* [PROVIDED PASSAGE]:
Figure 1. First reference plane. (A) Schematic diagram of the arcuate line; (B) posterior space of rectus abdominis.
Figure 2. Second reference plane (the first incision point). (A) Schematic diagram of the first incision point; (B) cut the transversalis fascia 1 cm above the pectineal ligament.
Figure 3. Second incision point. (A) Schematic diagram of the second incision point; (B) second incision point (black arrow).
Figure 4. Third reference plane. (A) Cut the transversalis fascia (black arrow indicates the posterior sheath of the rectus abdominis); (B) enter the Bogros space.
3. Results
All surgeries were successfully completed under the guidance of the concept of preperitoneal membrane anatomy. The operation time was 27.5 ± 9.0 min, the blood loss was 5.2 ± 0.8 ml, and the peritoneum was damaged in six cases. The postoperative hospital stay was 1.5 ± 0.6 days, and five cases of postoperative seroma occurred, all of which were self-absorbed. During the follow-up period of 7–59 months, there was no case of chronic pain and recurrence.

* [SUPPLIED INFORMATION]:

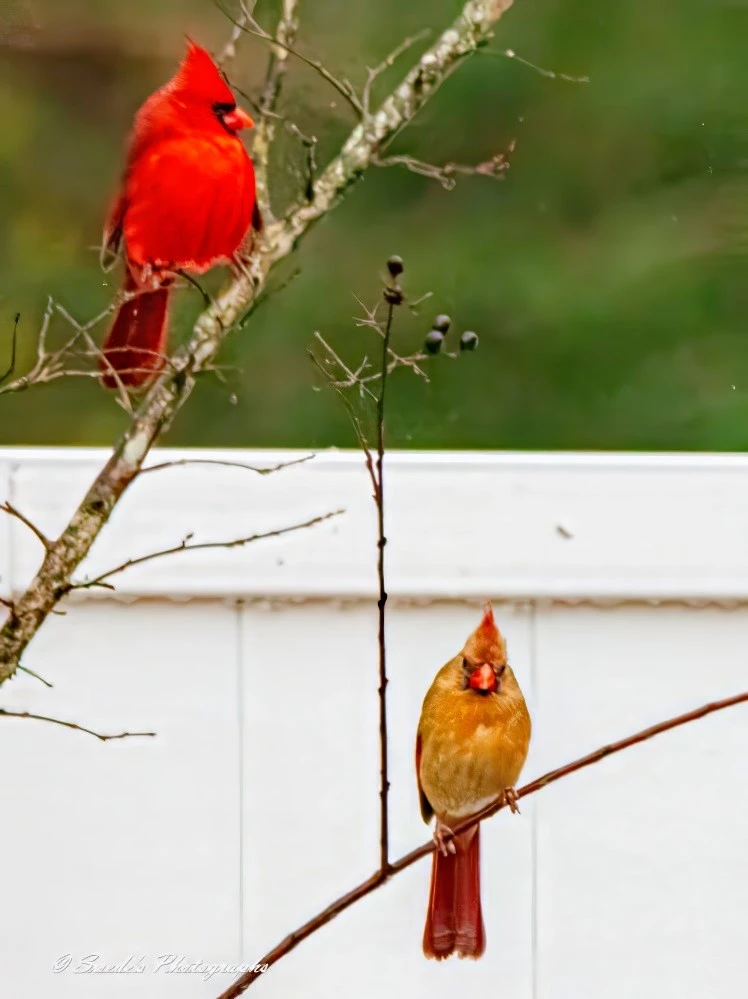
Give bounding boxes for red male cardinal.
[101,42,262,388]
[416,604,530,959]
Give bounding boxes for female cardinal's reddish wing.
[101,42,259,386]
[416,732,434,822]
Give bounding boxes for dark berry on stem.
* * *
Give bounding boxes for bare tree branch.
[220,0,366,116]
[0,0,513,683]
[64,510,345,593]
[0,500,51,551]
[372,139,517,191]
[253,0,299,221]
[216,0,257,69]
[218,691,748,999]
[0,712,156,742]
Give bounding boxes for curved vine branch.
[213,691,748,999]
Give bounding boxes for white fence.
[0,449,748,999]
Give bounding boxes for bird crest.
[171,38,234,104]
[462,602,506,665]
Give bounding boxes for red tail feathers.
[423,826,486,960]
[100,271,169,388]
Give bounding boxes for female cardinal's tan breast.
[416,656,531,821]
...
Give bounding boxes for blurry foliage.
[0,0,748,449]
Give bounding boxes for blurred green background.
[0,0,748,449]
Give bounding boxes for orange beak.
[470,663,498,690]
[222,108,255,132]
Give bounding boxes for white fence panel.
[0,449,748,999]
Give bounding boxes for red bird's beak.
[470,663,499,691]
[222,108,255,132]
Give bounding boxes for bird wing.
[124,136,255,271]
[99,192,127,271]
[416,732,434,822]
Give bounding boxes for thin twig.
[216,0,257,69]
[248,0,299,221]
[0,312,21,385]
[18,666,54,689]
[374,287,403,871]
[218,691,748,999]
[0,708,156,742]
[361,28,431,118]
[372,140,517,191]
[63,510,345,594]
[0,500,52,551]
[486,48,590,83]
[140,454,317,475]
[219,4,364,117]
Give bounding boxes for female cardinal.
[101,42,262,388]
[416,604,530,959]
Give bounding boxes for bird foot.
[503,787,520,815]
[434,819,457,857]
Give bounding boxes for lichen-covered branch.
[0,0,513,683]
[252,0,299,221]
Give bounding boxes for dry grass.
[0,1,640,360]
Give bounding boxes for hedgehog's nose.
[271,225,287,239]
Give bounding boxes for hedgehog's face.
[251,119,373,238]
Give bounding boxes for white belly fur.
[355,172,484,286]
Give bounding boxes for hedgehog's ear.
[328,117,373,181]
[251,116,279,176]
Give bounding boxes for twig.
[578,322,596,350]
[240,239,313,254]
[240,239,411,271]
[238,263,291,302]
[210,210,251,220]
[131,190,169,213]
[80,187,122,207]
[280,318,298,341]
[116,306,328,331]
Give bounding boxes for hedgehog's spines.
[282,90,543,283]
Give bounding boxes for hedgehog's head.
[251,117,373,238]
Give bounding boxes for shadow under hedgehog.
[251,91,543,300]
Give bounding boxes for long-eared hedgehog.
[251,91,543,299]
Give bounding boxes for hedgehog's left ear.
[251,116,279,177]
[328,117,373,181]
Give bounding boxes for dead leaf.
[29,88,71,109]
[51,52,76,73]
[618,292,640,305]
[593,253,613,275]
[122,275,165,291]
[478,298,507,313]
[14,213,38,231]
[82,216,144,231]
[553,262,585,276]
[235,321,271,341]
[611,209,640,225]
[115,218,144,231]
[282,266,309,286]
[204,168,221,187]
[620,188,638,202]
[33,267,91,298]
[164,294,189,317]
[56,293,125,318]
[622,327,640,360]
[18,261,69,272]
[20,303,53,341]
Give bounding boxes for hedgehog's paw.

* [BRIEF 1]: Reproduce the surgical passage word for word, from "Figure 2. Second" to "the Bogros space.".
* [BRIEF 2]: Write the next part of the surgical passage, picking up after its final sentence.

* [EXPECTED OUTPUT 1]:
Figure 2. Second reference plane (the first incision point). (A) Schematic diagram of the first incision point; (B) cut the transversalis fascia 1 cm above the pectineal ligament.
Figure 3. Second incision point. (A) Schematic diagram of the second incision point; (B) second incision point (black arrow).
Figure 4. Third reference plane. (A) Cut the transversalis fascia (black arrow indicates the posterior sheath of the rectus abdominis); (B) enter the Bogros space.

* [EXPECTED OUTPUT 2]:
4. Discussion
In the field of hernia surgery, many domestic and foreign studies have elaborated on the membrane anatomy of the inguinal region, but there is a lack of unified understanding. Based on the theory of membrane anatomy proposed by Jianping (7), we combined our clinical experience to explore the membrane anatomy of the inguinal region under laparoscopy and gained a further understanding of the attachment points and layers of the membrane structure of each layer in the inguinal region: in the expansion of preperitoneal space guided by membrane anatomy, the surgical key points of “a gap, two entry points, and three reference planes” and the operation concept of “peeling” are put forward, which is helpful for the promotion and implementation of TEP.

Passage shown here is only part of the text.